[Opening EXERCISE INPUT section]

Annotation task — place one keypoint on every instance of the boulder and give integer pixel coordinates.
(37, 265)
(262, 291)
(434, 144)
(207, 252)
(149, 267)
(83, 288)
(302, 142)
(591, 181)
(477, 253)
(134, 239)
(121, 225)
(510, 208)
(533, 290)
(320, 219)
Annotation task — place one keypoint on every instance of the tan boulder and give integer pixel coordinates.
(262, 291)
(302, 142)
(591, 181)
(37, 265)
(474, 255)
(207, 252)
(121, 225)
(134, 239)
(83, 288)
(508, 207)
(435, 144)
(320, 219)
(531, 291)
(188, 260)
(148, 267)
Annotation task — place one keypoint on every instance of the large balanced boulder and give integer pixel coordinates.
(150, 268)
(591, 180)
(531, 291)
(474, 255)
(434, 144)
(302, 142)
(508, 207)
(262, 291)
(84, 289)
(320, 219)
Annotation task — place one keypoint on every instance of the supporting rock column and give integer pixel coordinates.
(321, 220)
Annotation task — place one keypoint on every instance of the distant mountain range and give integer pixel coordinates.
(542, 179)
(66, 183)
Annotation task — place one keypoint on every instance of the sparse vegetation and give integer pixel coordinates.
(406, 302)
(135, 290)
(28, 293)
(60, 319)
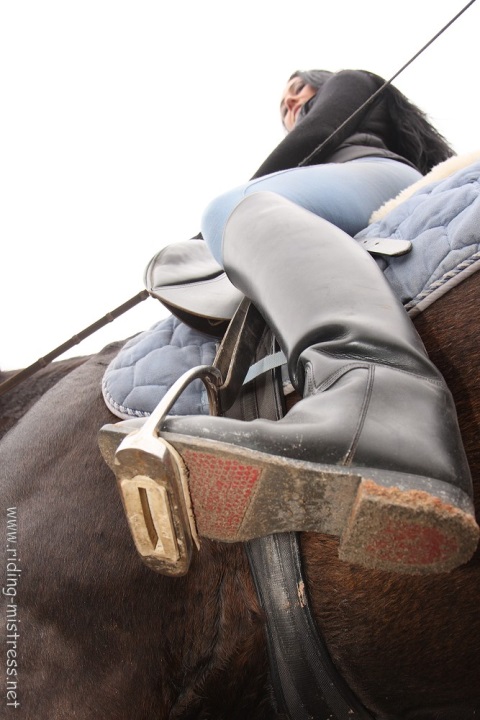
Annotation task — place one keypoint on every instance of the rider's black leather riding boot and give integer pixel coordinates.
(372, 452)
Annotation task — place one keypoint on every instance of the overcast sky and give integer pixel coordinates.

[Closing EXERCISE INPUT section]

EXERCISE DETAILS:
Restate word for word the lines from the one holding "boot and give integer pixel coordinates." through the last line of the listing, omitting every earlier line.

TASK OUTPUT:
Annotation task — place one keypoint on every instance of the rider's black leather riding boot and give integer pixel coordinates.
(372, 452)
Annotation task — place one keypoint on every instance of the overcast sky and give integer pixel coordinates.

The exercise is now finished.